_GIVEN TASK_. Please render the entries as a JSON list of strings, one per line with blank lines left out, starting at the first line of the entries and ending at the line that contains "(1206, 815)". Cover only those lines, both ends included.
-------- DATA SUPPLIED --------
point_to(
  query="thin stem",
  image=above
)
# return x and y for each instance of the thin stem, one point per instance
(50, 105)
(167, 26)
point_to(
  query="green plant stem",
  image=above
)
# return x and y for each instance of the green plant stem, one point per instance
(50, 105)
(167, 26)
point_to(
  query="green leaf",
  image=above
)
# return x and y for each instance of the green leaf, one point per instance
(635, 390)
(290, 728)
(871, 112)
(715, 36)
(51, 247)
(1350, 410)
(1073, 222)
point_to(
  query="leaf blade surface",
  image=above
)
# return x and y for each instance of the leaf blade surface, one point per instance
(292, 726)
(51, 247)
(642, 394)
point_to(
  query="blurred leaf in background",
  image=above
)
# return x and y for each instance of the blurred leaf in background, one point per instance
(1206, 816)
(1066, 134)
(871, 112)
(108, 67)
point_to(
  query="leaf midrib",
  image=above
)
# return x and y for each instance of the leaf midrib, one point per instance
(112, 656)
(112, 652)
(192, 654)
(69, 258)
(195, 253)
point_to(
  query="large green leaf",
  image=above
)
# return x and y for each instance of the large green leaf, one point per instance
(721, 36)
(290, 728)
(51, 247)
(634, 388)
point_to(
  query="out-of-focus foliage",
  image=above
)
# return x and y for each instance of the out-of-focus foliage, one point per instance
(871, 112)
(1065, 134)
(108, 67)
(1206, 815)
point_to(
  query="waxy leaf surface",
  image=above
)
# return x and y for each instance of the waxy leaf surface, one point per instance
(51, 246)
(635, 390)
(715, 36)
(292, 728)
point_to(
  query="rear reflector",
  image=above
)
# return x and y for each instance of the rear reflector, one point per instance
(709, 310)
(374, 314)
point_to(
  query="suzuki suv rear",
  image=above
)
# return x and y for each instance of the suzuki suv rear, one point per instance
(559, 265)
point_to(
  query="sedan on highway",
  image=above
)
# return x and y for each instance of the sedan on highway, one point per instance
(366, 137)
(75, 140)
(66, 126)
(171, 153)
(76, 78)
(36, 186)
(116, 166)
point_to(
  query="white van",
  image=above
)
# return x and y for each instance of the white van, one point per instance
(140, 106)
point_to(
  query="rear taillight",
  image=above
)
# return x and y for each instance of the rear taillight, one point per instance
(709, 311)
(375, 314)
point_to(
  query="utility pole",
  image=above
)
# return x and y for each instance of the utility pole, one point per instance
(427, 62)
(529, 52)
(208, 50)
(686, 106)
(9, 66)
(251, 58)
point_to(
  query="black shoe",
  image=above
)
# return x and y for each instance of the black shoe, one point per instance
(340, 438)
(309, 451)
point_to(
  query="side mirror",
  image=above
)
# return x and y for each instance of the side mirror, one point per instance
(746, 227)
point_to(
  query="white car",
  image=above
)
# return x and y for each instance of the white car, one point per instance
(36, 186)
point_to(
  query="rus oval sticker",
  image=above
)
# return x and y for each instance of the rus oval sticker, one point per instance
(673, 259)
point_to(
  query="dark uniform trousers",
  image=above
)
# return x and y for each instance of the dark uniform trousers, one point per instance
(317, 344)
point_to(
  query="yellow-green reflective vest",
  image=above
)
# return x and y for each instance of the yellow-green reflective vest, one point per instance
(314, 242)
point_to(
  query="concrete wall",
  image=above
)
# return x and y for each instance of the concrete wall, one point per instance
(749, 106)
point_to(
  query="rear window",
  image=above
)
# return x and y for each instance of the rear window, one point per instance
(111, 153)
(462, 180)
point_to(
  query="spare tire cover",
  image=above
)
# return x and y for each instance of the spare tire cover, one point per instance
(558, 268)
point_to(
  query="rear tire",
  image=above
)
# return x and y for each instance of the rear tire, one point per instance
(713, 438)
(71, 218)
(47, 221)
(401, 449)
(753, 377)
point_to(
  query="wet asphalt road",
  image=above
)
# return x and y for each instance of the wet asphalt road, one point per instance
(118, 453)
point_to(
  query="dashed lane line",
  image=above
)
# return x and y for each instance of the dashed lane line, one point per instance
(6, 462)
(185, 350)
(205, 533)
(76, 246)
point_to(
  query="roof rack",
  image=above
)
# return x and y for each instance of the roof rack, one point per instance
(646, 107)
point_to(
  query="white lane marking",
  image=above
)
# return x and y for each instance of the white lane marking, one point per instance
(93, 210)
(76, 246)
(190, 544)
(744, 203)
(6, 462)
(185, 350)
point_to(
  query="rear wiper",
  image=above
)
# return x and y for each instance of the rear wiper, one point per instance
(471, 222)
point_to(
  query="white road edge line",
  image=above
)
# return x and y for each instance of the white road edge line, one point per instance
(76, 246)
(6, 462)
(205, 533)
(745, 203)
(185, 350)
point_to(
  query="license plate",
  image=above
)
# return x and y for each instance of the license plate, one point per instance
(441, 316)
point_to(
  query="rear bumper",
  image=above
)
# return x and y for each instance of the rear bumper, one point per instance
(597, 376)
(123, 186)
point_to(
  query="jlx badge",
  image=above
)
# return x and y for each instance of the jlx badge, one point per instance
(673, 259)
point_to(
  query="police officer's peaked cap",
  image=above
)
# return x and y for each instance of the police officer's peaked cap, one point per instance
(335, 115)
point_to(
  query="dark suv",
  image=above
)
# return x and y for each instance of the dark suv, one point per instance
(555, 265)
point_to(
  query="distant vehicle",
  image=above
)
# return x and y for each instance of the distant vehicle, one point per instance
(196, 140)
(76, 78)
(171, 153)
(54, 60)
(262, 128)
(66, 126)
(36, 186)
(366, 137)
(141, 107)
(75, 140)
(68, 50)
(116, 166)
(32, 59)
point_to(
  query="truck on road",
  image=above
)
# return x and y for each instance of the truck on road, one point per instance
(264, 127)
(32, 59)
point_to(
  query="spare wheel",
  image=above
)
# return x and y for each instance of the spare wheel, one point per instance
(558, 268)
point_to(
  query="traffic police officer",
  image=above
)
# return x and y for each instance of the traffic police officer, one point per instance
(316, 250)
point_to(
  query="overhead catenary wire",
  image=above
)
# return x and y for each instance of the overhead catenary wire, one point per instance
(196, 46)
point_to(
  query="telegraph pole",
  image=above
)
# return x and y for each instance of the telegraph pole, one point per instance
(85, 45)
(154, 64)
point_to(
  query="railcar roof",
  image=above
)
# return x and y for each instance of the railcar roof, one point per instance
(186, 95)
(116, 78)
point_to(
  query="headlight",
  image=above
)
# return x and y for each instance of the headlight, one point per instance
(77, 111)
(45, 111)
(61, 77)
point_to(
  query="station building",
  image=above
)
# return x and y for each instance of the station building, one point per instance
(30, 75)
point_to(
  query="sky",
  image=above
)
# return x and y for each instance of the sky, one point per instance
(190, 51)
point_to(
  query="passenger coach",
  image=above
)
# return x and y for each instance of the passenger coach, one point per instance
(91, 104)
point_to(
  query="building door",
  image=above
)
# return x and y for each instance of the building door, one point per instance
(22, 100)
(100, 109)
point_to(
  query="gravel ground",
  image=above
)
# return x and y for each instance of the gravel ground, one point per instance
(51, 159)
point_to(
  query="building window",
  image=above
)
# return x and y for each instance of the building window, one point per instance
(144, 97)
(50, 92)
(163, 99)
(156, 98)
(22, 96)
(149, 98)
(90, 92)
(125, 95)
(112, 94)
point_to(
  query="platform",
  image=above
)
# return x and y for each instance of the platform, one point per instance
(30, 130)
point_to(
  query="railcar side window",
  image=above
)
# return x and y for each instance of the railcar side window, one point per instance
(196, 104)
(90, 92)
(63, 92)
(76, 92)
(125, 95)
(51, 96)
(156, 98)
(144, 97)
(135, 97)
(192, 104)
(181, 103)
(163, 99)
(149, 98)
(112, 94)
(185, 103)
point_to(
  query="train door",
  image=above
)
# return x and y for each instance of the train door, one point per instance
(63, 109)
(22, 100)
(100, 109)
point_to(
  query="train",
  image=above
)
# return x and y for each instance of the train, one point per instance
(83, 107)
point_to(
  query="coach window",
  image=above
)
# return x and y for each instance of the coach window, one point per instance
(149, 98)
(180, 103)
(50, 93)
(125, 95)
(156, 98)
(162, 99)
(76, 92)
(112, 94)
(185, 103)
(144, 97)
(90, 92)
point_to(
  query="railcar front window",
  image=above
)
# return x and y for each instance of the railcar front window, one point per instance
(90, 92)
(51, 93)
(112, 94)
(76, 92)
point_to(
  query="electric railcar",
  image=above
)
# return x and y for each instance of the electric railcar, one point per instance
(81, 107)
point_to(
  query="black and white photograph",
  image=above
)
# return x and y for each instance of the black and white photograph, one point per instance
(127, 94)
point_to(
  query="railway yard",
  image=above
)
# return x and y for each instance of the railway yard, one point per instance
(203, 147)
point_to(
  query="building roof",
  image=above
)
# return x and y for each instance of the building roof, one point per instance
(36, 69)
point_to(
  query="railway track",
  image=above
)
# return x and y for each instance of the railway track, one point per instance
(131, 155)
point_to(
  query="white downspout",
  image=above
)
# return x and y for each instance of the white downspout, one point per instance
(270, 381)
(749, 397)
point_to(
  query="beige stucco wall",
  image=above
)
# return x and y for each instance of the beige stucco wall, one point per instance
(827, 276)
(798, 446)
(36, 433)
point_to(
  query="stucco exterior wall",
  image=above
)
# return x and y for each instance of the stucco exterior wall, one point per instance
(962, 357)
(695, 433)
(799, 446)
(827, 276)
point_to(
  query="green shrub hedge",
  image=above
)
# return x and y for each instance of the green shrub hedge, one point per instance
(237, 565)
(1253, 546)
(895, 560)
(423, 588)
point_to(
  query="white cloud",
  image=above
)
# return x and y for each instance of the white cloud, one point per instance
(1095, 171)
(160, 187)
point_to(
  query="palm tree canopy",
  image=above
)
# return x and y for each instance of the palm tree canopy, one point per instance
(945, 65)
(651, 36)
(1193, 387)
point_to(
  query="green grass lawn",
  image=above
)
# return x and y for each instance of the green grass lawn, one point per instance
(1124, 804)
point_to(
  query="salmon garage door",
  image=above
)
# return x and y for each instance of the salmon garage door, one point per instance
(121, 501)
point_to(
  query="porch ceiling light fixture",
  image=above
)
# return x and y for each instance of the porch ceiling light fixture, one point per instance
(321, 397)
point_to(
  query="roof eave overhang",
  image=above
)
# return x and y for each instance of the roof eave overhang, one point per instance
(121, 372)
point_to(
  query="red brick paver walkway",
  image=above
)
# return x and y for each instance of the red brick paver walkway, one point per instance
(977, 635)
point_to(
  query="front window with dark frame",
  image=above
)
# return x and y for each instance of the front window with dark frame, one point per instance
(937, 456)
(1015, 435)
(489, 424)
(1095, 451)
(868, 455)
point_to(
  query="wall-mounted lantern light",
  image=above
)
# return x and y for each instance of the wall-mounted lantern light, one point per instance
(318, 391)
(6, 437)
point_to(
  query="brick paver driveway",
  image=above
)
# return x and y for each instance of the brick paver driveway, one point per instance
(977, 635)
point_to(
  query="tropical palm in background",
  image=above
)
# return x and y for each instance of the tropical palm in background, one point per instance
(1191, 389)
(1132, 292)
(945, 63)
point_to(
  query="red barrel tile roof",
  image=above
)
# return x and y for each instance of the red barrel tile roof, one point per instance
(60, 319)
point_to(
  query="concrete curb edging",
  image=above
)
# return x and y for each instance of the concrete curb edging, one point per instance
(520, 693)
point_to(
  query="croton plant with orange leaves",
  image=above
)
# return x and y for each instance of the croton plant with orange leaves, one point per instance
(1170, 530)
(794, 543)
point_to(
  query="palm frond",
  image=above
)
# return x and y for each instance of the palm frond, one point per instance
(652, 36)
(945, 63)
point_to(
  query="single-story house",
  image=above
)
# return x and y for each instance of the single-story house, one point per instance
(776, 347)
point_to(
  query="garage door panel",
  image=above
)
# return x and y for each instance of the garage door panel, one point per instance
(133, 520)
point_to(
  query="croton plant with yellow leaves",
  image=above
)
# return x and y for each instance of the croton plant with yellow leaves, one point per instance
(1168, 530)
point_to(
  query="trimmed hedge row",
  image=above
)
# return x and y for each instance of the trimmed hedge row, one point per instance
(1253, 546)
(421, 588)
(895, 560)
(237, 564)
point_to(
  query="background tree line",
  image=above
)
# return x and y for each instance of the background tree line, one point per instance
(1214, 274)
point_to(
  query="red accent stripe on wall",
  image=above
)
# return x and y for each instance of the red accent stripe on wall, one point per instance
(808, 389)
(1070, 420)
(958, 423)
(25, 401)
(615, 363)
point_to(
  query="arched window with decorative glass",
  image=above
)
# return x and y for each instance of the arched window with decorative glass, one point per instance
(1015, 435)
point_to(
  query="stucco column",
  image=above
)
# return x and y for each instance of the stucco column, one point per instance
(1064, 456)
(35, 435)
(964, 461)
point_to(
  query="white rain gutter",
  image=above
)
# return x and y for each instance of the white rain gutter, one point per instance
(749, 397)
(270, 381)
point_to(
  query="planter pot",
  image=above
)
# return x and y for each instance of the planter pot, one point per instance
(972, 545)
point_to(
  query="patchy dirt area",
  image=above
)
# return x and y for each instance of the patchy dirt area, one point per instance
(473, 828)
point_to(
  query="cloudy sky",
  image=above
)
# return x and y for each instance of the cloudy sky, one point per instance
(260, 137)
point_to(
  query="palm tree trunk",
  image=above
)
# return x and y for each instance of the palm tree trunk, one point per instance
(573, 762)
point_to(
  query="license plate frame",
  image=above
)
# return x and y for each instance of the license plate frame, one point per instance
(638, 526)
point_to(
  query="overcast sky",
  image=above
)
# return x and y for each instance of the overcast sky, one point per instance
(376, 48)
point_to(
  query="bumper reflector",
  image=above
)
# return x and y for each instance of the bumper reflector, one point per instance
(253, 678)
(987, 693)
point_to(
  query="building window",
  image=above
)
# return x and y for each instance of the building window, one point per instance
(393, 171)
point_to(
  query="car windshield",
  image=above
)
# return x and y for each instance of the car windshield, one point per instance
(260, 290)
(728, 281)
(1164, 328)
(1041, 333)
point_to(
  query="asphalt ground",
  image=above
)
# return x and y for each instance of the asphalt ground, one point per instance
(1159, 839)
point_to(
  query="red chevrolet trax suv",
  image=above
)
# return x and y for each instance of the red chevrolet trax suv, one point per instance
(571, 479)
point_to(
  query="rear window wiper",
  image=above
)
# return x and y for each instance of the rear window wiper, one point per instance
--------
_ANSWER TO THIS PROBLEM_.
[
  "point_to(",
  "  query=\"thin stem\",",
  "  image=above",
  ")",
  "# return x and y for each instance of the thin stem, one point per instance",
  "(50, 105)",
  "(167, 26)",
  "point_to(",
  "  query=\"green plant stem\",",
  "  image=above",
  ")",
  "# return x and y for each instance of the green plant stem, one point per instance",
  "(50, 105)",
  "(167, 26)",
  "point_to(",
  "  query=\"green leaf\",",
  "  image=above",
  ")",
  "# return x and y for each instance of the green leaf, one point per instance",
  "(635, 390)",
  "(290, 728)",
  "(871, 112)",
  "(715, 36)",
  "(51, 247)",
  "(1350, 410)",
  "(1073, 222)",
  "point_to(",
  "  query=\"leaf blade surface\",",
  "  image=above",
  ")",
  "# return x and y for each instance of the leaf blade surface, one point per instance",
  "(292, 726)",
  "(51, 247)",
  "(642, 394)",
  "point_to(",
  "  query=\"blurred leaf in background\",",
  "  image=above",
  ")",
  "# return x and y for each instance of the blurred leaf in background, one point per instance",
  "(1206, 816)",
  "(1066, 134)",
  "(871, 112)",
  "(108, 67)",
  "point_to(",
  "  query=\"leaf midrib\",",
  "  image=above",
  ")",
  "# return x and y for each instance of the leaf midrib, one point per instance",
  "(112, 656)",
  "(112, 652)",
  "(192, 654)",
  "(69, 258)",
  "(195, 253)",
  "point_to(",
  "  query=\"large green leaf\",",
  "  image=above",
  ")",
  "# return x and y for each instance of the large green leaf, one point per instance",
  "(721, 36)",
  "(290, 728)",
  "(51, 247)",
  "(634, 388)",
  "point_to(",
  "  query=\"out-of-focus foliage\",",
  "  image=above",
  ")",
  "# return x and y for each instance of the out-of-focus foliage, one point per instance",
  "(871, 112)",
  "(1065, 134)",
  "(108, 67)",
  "(1206, 815)"
]